WHAT IS REQUIRED: Render these lines as a Markdown table with the columns Row and Line. Number each row, skip the blank lines, and leave the pictures out.

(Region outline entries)

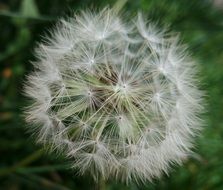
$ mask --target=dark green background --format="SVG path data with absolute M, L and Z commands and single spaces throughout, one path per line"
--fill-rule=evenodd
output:
M 93 189 L 89 176 L 76 177 L 63 160 L 42 153 L 27 134 L 22 109 L 24 77 L 33 67 L 33 50 L 41 35 L 61 16 L 82 8 L 112 6 L 112 0 L 0 1 L 0 190 Z M 206 91 L 205 127 L 196 155 L 169 176 L 144 186 L 110 181 L 114 189 L 223 189 L 223 7 L 207 0 L 129 0 L 124 10 L 146 13 L 159 25 L 180 32 L 201 68 Z

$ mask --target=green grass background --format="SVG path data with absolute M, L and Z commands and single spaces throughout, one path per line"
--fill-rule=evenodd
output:
M 124 10 L 180 32 L 201 68 L 207 93 L 206 126 L 193 158 L 169 176 L 137 186 L 109 181 L 108 190 L 223 190 L 223 7 L 208 0 L 129 0 Z M 73 11 L 113 5 L 112 0 L 0 1 L 0 190 L 90 190 L 89 176 L 77 177 L 61 158 L 43 153 L 27 134 L 22 109 L 24 77 L 44 31 Z

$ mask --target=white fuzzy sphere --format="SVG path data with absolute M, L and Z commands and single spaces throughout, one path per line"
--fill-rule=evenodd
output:
M 178 37 L 106 8 L 61 20 L 36 49 L 25 92 L 37 141 L 80 174 L 147 181 L 191 153 L 202 93 Z

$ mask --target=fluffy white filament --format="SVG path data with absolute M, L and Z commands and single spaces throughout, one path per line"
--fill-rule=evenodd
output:
M 147 181 L 192 148 L 202 93 L 178 37 L 106 8 L 61 20 L 40 43 L 25 92 L 37 141 L 80 174 Z

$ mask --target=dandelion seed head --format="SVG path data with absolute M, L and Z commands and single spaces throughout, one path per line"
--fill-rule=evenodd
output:
M 203 92 L 178 36 L 141 13 L 126 22 L 109 8 L 82 11 L 59 21 L 36 56 L 27 121 L 79 174 L 152 181 L 191 153 Z

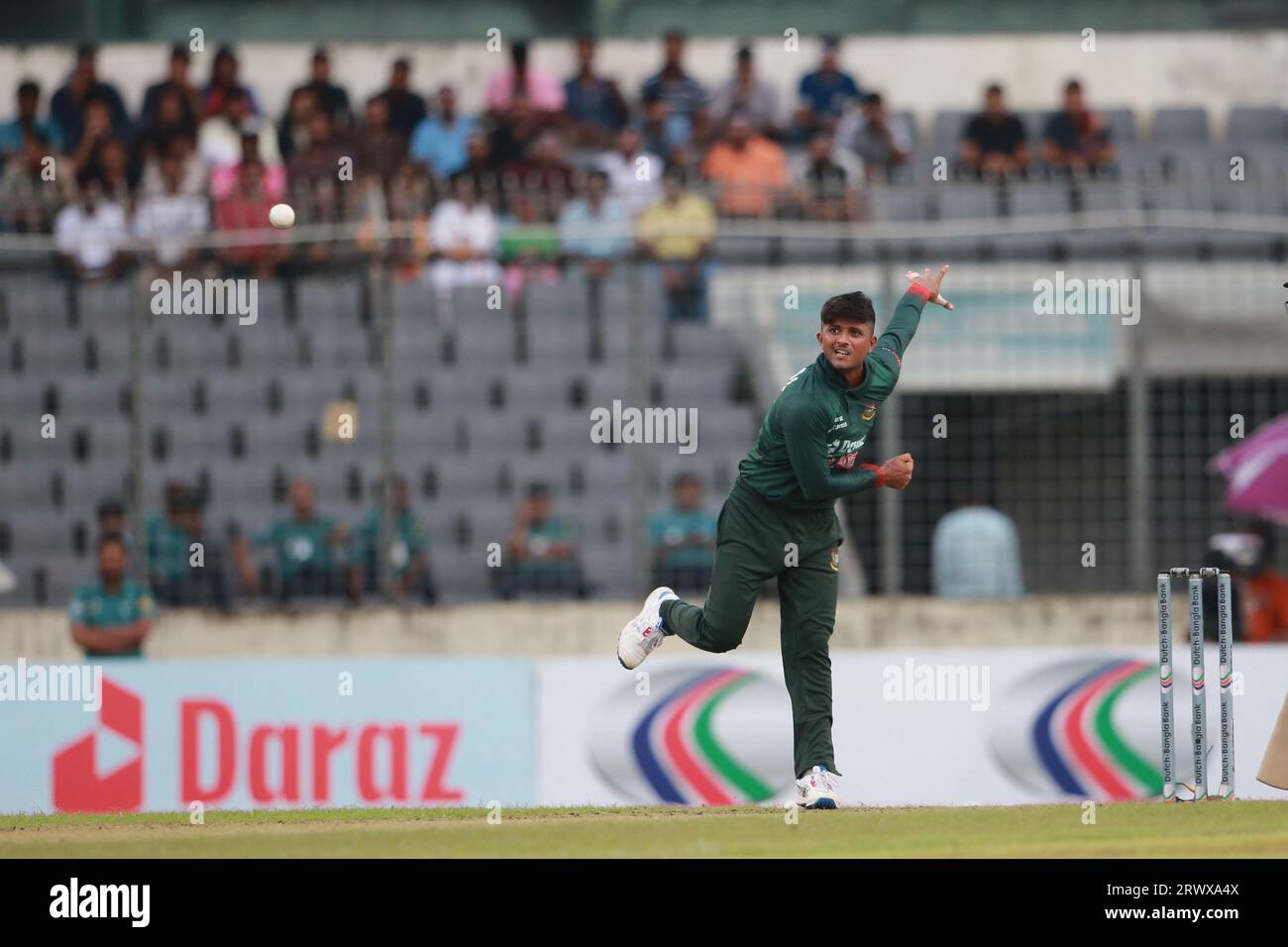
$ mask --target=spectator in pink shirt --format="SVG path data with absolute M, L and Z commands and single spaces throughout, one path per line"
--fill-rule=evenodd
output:
M 487 84 L 483 102 L 488 112 L 504 116 L 515 95 L 526 95 L 538 112 L 562 112 L 564 89 L 559 80 L 528 64 L 528 44 L 516 40 L 510 46 L 510 66 L 495 73 Z

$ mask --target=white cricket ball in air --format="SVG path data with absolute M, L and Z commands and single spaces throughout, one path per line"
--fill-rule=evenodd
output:
M 268 211 L 268 222 L 285 231 L 295 223 L 295 209 L 290 204 L 274 204 Z

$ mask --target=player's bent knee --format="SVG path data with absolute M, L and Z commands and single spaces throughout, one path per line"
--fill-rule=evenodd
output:
M 748 622 L 750 618 L 748 621 L 743 621 L 735 626 L 730 622 L 723 622 L 719 620 L 711 621 L 708 616 L 706 622 L 707 625 L 706 631 L 707 631 L 707 640 L 711 643 L 710 651 L 716 655 L 723 655 L 726 651 L 733 651 L 734 648 L 737 648 L 739 644 L 742 644 L 742 639 L 747 634 Z

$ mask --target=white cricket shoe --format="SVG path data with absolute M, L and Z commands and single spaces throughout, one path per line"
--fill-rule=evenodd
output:
M 665 585 L 653 589 L 644 599 L 644 608 L 634 618 L 626 622 L 622 634 L 617 638 L 617 661 L 629 671 L 635 670 L 659 644 L 662 634 L 662 603 L 667 599 L 680 598 Z
M 814 767 L 796 781 L 796 804 L 802 809 L 835 809 L 836 776 L 827 767 Z

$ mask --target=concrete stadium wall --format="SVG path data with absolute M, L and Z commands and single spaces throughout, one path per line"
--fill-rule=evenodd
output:
M 170 612 L 147 644 L 151 657 L 375 657 L 386 655 L 603 655 L 611 661 L 638 602 L 488 603 L 358 612 L 256 612 L 225 618 Z M 833 648 L 1146 646 L 1157 635 L 1151 595 L 1030 595 L 1015 602 L 921 597 L 845 599 Z M 681 646 L 683 647 L 683 646 Z M 743 643 L 778 651 L 778 604 L 762 600 Z M 80 658 L 67 615 L 0 611 L 0 660 Z
M 509 37 L 506 37 L 509 39 Z M 193 75 L 205 82 L 209 58 L 225 39 L 207 33 L 206 53 L 193 59 Z M 236 41 L 236 37 L 232 37 Z M 1220 33 L 1096 35 L 1096 52 L 1082 50 L 1082 36 L 1068 33 L 985 33 L 975 36 L 854 36 L 846 40 L 842 62 L 860 85 L 877 89 L 894 108 L 913 110 L 922 126 L 940 108 L 974 108 L 984 86 L 999 81 L 1010 90 L 1011 106 L 1052 108 L 1070 76 L 1084 81 L 1094 106 L 1131 107 L 1148 133 L 1148 117 L 1158 106 L 1203 106 L 1216 133 L 1224 130 L 1231 104 L 1283 104 L 1288 100 L 1288 31 Z M 689 44 L 688 67 L 703 82 L 729 77 L 735 39 Z M 784 50 L 781 36 L 753 41 L 757 68 L 779 90 L 779 104 L 793 102 L 800 76 L 814 68 L 818 41 L 801 36 L 796 52 Z M 461 106 L 478 110 L 487 77 L 505 63 L 504 53 L 489 53 L 478 43 L 337 43 L 330 46 L 332 75 L 355 104 L 384 88 L 392 61 L 412 59 L 412 84 L 421 94 L 443 82 L 457 86 Z M 308 76 L 310 43 L 247 43 L 237 46 L 242 80 L 260 98 L 268 116 L 281 117 L 291 88 Z M 165 71 L 167 46 L 128 43 L 104 46 L 99 73 L 116 82 L 126 104 L 138 110 L 143 90 Z M 0 116 L 13 110 L 13 89 L 32 76 L 53 94 L 71 68 L 67 46 L 0 48 Z M 532 62 L 560 79 L 573 70 L 568 40 L 533 43 Z M 630 97 L 661 62 L 657 40 L 604 40 L 599 67 L 617 77 Z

COMPLETED EXERCISE:
| Row | Line |
|---|---|
| 1 | $ mask --target=dark green background --format="SVG path data with absolute M, L and Z commands and single spaces throughout, one path per line" |
| 2 | --fill-rule=evenodd |
| 3 | output: |
| 4 | M 93 189 L 89 176 L 76 177 L 63 160 L 42 153 L 27 134 L 22 109 L 24 77 L 33 67 L 33 50 L 41 35 L 61 16 L 82 8 L 112 6 L 112 0 L 0 1 L 0 190 Z M 206 91 L 205 127 L 196 155 L 169 176 L 144 186 L 110 181 L 114 189 L 223 189 L 223 7 L 207 0 L 129 0 L 124 10 L 146 13 L 159 25 L 180 32 L 201 68 Z |
| 5 | $ mask --target=green grass background --format="SVG path data with absolute M, L and Z commands and single spaces throughout, one path per line" |
| 6 | --fill-rule=evenodd |
| 7 | output: |
| 8 | M 124 10 L 180 32 L 201 68 L 207 93 L 206 126 L 193 158 L 169 176 L 137 186 L 109 181 L 108 190 L 223 190 L 223 7 L 208 0 L 129 0 Z M 73 11 L 113 5 L 112 0 L 0 1 L 0 190 L 90 190 L 89 176 L 77 177 L 61 158 L 43 153 L 27 134 L 22 109 L 24 77 L 44 31 Z |
| 9 | $ mask --target=white fuzzy sphere --format="SVG path data with absolute M, L and Z commands and single spaces throughout, one path per line" |
| 10 | --fill-rule=evenodd |
| 11 | output: |
| 12 | M 178 37 L 106 8 L 61 20 L 36 49 L 25 92 L 37 141 L 80 174 L 147 181 L 191 153 L 202 93 Z |
| 13 | $ mask --target=fluffy white filament --format="SVG path data with absolute M, L and Z commands and single spaces throughout, one path per line" |
| 14 | --fill-rule=evenodd |
| 15 | output: |
| 16 | M 147 181 L 192 148 L 202 93 L 178 37 L 106 8 L 61 20 L 40 43 L 25 92 L 37 141 L 80 174 Z |
| 17 | $ mask --target=dandelion seed head --format="SVG path data with absolute M, L and Z commands and single spaces throughout, one path per line" |
| 18 | --fill-rule=evenodd |
| 19 | output: |
| 20 | M 203 92 L 178 36 L 141 13 L 126 22 L 109 8 L 82 11 L 59 21 L 36 56 L 27 121 L 79 174 L 152 181 L 191 153 Z |
| 21 | $ mask --target=spectator in pink shirt --format="SVG path data with absolute M, L and Z commands and single spaces throughout, one path per line" |
| 22 | --fill-rule=evenodd |
| 23 | output: |
| 24 | M 487 84 L 483 102 L 488 112 L 504 116 L 515 95 L 526 95 L 538 112 L 562 112 L 564 89 L 559 80 L 528 64 L 528 44 L 516 40 L 510 46 L 510 66 L 495 73 Z |
| 25 | $ mask --target=white cricket ball in air --format="SVG path data with absolute M, L and Z commands and single spaces throughout, one path per line" |
| 26 | --fill-rule=evenodd |
| 27 | output: |
| 28 | M 268 211 L 268 222 L 285 231 L 295 223 L 295 209 L 290 204 L 274 204 Z |
| 29 | $ mask --target=player's bent knee --format="SVG path data with absolute M, L and Z commands and single spaces throughout, one path per line" |
| 30 | --fill-rule=evenodd |
| 31 | output: |
| 32 | M 748 622 L 750 618 L 748 621 L 743 621 L 735 626 L 730 622 L 723 622 L 719 620 L 711 621 L 708 616 L 706 622 L 707 625 L 706 631 L 707 631 L 707 640 L 711 643 L 710 651 L 716 655 L 723 655 L 726 651 L 733 651 L 734 648 L 737 648 L 739 644 L 742 644 L 742 639 L 747 634 Z |
| 33 | $ mask --target=white cricket shoe --format="SVG path data with absolute M, L and Z commands and single spaces throughout, one path per line" |
| 34 | --fill-rule=evenodd |
| 35 | output: |
| 36 | M 665 585 L 653 589 L 644 599 L 644 608 L 634 618 L 626 622 L 622 634 L 617 638 L 617 661 L 629 671 L 635 670 L 659 644 L 662 634 L 662 603 L 667 599 L 680 598 Z |
| 37 | M 814 767 L 796 781 L 796 804 L 802 809 L 835 809 L 836 776 L 827 767 Z |
| 38 | $ mask --target=concrete stadium wall --format="SVG path data with absolute M, L and Z commands and single spaces throughout, one path per line" |
| 39 | --fill-rule=evenodd |
| 40 | output: |
| 41 | M 170 612 L 147 644 L 151 657 L 375 657 L 386 655 L 603 655 L 611 661 L 638 602 L 488 603 L 358 612 L 256 612 L 225 618 Z M 833 648 L 1146 646 L 1157 635 L 1151 595 L 1030 595 L 1015 602 L 921 597 L 845 599 Z M 681 646 L 683 647 L 683 646 Z M 743 643 L 778 651 L 778 604 L 762 600 Z M 80 658 L 67 615 L 0 611 L 0 660 Z |
| 42 | M 509 37 L 506 37 L 509 39 Z M 193 75 L 205 82 L 209 58 L 225 39 L 207 33 L 206 53 L 193 59 Z M 236 41 L 236 37 L 232 37 Z M 1220 33 L 1096 35 L 1096 52 L 1082 50 L 1082 36 L 1068 33 L 985 33 L 975 36 L 854 36 L 846 40 L 842 62 L 860 85 L 877 89 L 894 108 L 913 110 L 922 126 L 940 108 L 974 108 L 984 86 L 999 81 L 1010 90 L 1011 106 L 1052 108 L 1070 76 L 1084 81 L 1094 106 L 1131 107 L 1148 133 L 1148 117 L 1158 106 L 1203 106 L 1216 133 L 1224 130 L 1231 104 L 1283 104 L 1288 100 L 1288 31 Z M 689 44 L 688 67 L 703 82 L 729 77 L 735 39 Z M 784 50 L 781 36 L 753 41 L 757 68 L 779 90 L 779 104 L 793 102 L 800 76 L 814 68 L 818 41 L 801 36 L 796 52 Z M 461 106 L 478 110 L 487 77 L 505 63 L 504 53 L 489 53 L 478 43 L 337 43 L 330 46 L 332 75 L 355 104 L 384 88 L 392 61 L 412 59 L 412 84 L 421 94 L 443 82 L 457 86 Z M 308 76 L 310 43 L 247 43 L 237 46 L 242 80 L 260 98 L 268 116 L 281 117 L 291 88 Z M 165 71 L 167 46 L 128 43 L 104 46 L 99 73 L 116 82 L 126 104 L 138 110 L 143 90 Z M 0 116 L 13 110 L 13 89 L 32 76 L 53 94 L 71 68 L 67 46 L 0 48 Z M 532 62 L 560 79 L 573 70 L 568 40 L 533 43 Z M 630 97 L 661 62 L 657 40 L 604 40 L 599 67 L 617 77 Z |